Rewrite the passage on AIDS in South Africa from "In 2003, South" to "is a retrovirus).", substituting "antiretroviral medicines" for "anti-retroviral drugs".

# Passage provided
#####

AIDS has claimed so many lives in South Africa that often, people are buried vertically into the ground for lack of space in cemeteries.
In 2003, South African officials have sought to de-license nevirapine -- the only approved anti-AIDS drug in the country and a medication shown to reduce mother-to-child transmission of the disease. In response, and under pressure from AIDS activists, other government agencies have demanded health officials draw up a plan to provide anti-retroviral drugs to people with AIDS (the organism that causes the disease actually is a retrovirus).
In 2000, at the World AIDS Conference in Durban, nevirapine was offered free to pregnant women in South Africa. Three years later, the drugs remain unavailable.
As a result, an estimated 600 South Africans die from AIDS every day, and thousands more die in Botswana, Zimbabwe and Malawi -- and all across Africa.
In sub-Saharan Africa, there is hardly an adequate word to describe the catastrophic situation where 17 million deaths are due to the disease since the 1980s.
"One has to consider Africa's main agricultural society," Dr. Thomas Quinn, professor of medicine at Johns Hopkins University in Baltimore, said at a meeting of the American Society of Tropical Medicine and Hygiene. "Seven million farmers have died due to AIDS. One has to ask who is farming the land?"

#####

# Excerpted records
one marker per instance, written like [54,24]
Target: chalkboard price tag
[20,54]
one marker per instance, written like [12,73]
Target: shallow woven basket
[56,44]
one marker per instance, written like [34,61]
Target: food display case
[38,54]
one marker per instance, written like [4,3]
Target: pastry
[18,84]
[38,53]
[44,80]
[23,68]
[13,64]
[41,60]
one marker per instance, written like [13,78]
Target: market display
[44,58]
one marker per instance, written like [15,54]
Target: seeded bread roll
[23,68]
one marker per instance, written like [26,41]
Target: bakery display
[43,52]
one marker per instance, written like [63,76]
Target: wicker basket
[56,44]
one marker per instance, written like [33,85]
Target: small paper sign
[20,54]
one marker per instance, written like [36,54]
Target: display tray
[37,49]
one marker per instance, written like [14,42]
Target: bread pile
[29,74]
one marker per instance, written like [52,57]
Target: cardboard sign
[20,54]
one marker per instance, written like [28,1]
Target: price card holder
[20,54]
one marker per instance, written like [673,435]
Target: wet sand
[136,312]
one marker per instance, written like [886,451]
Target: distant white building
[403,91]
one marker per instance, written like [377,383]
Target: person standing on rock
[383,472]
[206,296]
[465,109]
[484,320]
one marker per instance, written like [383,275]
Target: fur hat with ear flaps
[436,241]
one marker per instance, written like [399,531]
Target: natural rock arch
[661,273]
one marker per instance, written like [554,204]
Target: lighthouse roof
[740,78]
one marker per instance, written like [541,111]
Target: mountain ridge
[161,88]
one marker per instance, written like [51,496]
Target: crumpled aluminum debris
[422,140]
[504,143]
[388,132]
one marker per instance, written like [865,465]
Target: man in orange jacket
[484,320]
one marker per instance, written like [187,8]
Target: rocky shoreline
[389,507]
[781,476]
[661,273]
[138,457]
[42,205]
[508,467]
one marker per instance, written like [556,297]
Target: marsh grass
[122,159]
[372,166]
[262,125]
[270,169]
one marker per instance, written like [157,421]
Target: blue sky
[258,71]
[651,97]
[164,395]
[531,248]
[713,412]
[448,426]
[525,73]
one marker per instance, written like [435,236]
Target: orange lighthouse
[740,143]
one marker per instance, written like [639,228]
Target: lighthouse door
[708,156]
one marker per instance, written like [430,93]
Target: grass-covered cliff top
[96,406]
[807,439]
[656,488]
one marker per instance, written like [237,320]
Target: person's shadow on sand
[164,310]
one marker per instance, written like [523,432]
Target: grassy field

#####

# Result
In 2003, South African officials have sought to de-license nevirapine -- the only approved anti-AIDS drug in the country and a medication shown to reduce mother-to-child transmission of the disease. In response, and under pressure from AIDS activists, other government agencies have demanded health officials draw up a plan to provide antiretroviral medicines to people with AIDS (the organism that causes the disease actually is a retrovirus).